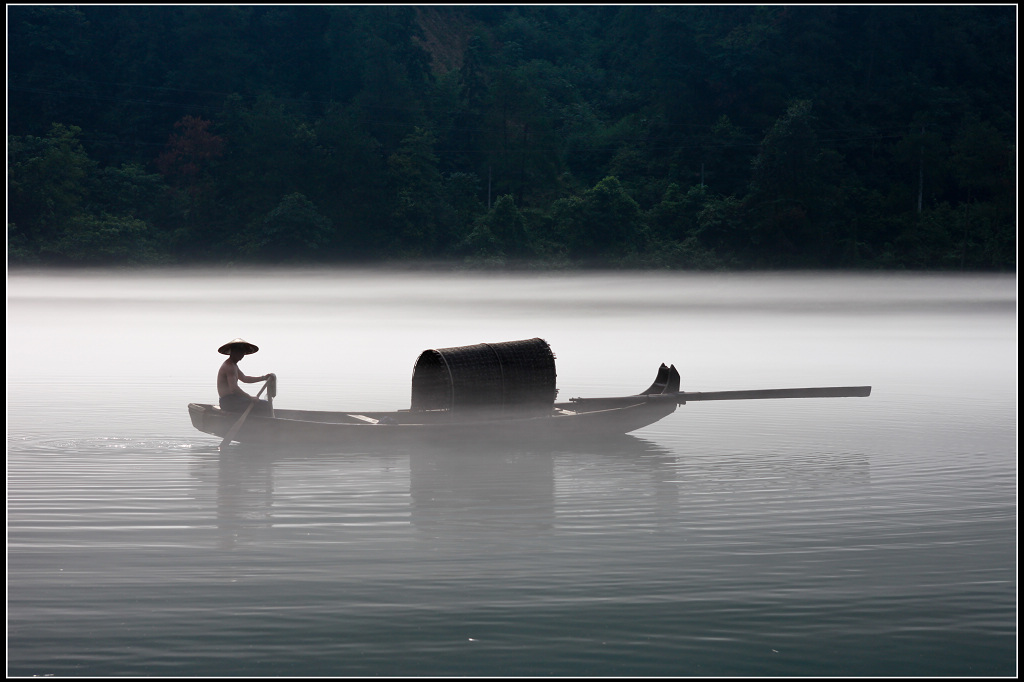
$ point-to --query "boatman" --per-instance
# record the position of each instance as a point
(232, 398)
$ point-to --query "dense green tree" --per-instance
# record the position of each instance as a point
(668, 136)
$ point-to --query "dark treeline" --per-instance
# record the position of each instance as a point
(631, 136)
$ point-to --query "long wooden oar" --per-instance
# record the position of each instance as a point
(686, 396)
(231, 432)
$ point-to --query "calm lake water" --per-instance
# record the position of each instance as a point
(867, 537)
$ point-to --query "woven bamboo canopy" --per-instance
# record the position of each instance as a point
(513, 376)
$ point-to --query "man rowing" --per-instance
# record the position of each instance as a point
(232, 398)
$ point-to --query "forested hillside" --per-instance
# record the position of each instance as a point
(627, 136)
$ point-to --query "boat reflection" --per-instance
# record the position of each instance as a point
(457, 491)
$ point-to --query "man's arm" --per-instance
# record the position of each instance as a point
(251, 380)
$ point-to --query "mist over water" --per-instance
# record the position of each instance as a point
(822, 537)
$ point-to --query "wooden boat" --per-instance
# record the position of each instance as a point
(511, 397)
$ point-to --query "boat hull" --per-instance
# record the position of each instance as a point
(339, 430)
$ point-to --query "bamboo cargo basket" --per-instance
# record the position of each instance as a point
(509, 377)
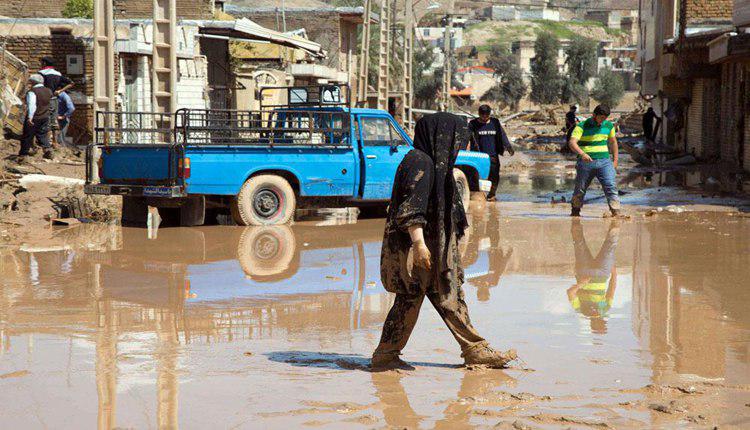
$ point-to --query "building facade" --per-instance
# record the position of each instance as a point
(693, 72)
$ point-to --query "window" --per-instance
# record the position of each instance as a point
(379, 132)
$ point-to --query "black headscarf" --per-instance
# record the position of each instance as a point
(440, 136)
(424, 194)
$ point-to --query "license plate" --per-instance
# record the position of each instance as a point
(99, 189)
(157, 191)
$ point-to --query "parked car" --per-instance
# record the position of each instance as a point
(260, 166)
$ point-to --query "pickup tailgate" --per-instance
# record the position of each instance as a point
(136, 170)
(141, 165)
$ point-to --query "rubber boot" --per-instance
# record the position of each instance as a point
(483, 354)
(383, 362)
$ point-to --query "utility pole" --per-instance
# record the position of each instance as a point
(164, 58)
(384, 54)
(104, 57)
(447, 37)
(406, 80)
(364, 57)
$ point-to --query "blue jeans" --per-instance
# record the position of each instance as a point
(604, 171)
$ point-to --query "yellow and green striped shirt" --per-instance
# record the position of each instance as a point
(592, 137)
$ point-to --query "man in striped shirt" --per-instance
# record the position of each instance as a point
(596, 145)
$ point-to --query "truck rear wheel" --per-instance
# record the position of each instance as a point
(264, 200)
(462, 186)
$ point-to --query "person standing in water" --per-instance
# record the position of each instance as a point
(488, 136)
(596, 145)
(426, 218)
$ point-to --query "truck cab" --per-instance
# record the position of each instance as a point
(259, 166)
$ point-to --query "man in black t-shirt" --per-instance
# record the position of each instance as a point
(57, 83)
(488, 136)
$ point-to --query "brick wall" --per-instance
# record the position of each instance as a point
(322, 27)
(711, 117)
(187, 9)
(731, 105)
(694, 132)
(31, 48)
(31, 8)
(708, 10)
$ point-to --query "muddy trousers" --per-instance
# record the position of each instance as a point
(494, 175)
(403, 317)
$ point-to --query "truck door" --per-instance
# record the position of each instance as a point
(383, 147)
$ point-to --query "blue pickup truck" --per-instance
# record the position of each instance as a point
(259, 166)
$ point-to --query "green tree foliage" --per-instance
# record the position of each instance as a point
(609, 88)
(78, 9)
(511, 88)
(425, 85)
(581, 62)
(546, 83)
(574, 92)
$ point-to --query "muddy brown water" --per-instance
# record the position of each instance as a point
(632, 324)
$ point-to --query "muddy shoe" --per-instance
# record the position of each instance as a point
(383, 362)
(484, 355)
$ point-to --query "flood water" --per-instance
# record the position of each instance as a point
(272, 327)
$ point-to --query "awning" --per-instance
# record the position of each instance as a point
(244, 29)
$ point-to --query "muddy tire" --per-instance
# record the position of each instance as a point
(462, 186)
(266, 253)
(264, 200)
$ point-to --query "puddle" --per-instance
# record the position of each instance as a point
(273, 327)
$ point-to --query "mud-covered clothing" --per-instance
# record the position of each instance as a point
(424, 194)
(489, 137)
(410, 205)
(494, 176)
(403, 317)
(594, 138)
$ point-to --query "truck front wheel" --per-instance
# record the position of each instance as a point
(264, 200)
(462, 186)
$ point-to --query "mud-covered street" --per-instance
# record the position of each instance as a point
(273, 326)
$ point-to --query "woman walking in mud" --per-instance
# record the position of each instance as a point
(426, 219)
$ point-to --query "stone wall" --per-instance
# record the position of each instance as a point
(708, 10)
(31, 8)
(30, 49)
(188, 9)
(322, 27)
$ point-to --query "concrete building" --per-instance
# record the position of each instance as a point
(334, 28)
(693, 68)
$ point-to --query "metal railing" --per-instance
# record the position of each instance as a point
(282, 127)
(134, 128)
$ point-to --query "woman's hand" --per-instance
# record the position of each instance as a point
(422, 256)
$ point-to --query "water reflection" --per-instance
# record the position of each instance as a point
(152, 312)
(596, 277)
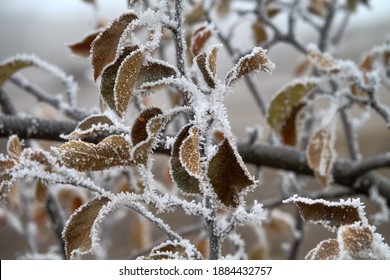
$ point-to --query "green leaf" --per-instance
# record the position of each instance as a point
(255, 61)
(207, 64)
(228, 175)
(9, 68)
(79, 230)
(148, 125)
(112, 151)
(105, 46)
(83, 47)
(284, 109)
(155, 74)
(331, 215)
(185, 174)
(109, 80)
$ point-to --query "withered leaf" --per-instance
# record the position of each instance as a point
(255, 61)
(325, 250)
(78, 231)
(169, 250)
(207, 63)
(90, 126)
(109, 76)
(104, 48)
(186, 182)
(195, 15)
(155, 73)
(126, 79)
(228, 174)
(357, 239)
(320, 155)
(112, 151)
(14, 147)
(83, 47)
(6, 164)
(41, 191)
(148, 125)
(331, 215)
(199, 39)
(189, 153)
(284, 109)
(7, 69)
(259, 31)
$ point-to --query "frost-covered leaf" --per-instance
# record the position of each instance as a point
(145, 131)
(189, 152)
(285, 107)
(321, 155)
(259, 31)
(110, 76)
(6, 164)
(195, 15)
(200, 38)
(356, 239)
(325, 250)
(105, 46)
(90, 126)
(228, 174)
(170, 250)
(7, 69)
(41, 191)
(112, 151)
(14, 147)
(222, 7)
(207, 64)
(79, 230)
(155, 73)
(255, 61)
(331, 215)
(187, 183)
(83, 47)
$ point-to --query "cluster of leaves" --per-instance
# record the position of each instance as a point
(209, 174)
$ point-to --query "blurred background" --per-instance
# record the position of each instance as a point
(45, 27)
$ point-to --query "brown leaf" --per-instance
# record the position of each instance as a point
(186, 182)
(325, 250)
(155, 73)
(41, 191)
(90, 126)
(199, 39)
(112, 151)
(331, 215)
(228, 175)
(284, 109)
(104, 48)
(148, 125)
(189, 153)
(207, 64)
(259, 31)
(14, 147)
(321, 155)
(6, 164)
(83, 47)
(78, 231)
(195, 15)
(357, 240)
(9, 68)
(255, 61)
(109, 80)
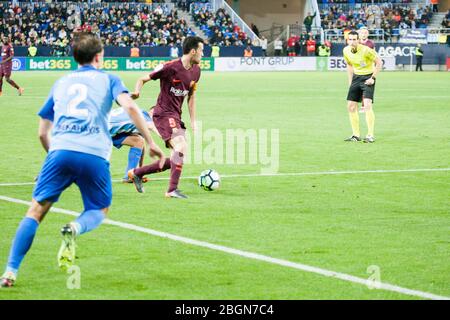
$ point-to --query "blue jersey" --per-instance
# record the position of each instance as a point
(120, 122)
(79, 105)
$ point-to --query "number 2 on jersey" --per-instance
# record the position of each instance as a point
(80, 90)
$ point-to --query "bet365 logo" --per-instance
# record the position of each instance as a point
(50, 64)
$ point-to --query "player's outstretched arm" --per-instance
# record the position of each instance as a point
(136, 116)
(139, 84)
(191, 106)
(45, 126)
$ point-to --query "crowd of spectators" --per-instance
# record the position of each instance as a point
(387, 17)
(219, 27)
(53, 24)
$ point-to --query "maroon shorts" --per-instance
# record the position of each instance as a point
(165, 126)
(5, 72)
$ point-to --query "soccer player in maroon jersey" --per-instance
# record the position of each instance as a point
(178, 79)
(364, 39)
(6, 65)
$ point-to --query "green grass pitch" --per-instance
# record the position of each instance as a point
(398, 221)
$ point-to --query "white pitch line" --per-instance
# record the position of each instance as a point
(252, 255)
(287, 174)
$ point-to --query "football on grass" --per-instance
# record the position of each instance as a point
(209, 180)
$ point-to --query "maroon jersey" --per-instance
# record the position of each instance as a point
(176, 83)
(7, 52)
(369, 43)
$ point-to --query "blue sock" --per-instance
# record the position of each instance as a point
(22, 242)
(89, 220)
(134, 156)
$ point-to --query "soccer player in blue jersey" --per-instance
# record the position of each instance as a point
(76, 112)
(124, 133)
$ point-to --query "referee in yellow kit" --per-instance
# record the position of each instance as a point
(363, 65)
------------------------------------------------------------
**The request**
Rewrite the lines from the row containing "player in blue" through the last of the rows, keeping the command lines and comments as they are. Shift every point by adding 60 to each of its coordinates.

**Finished task**
$ point-to --query "soccer player in blue jersey" --per-instance
# record the position of each instance as a point
(136, 172)
(184, 193)
$ point-to --query "referee in yellow kit" --per-instance
# record the position of each instance as a point
(423, 125)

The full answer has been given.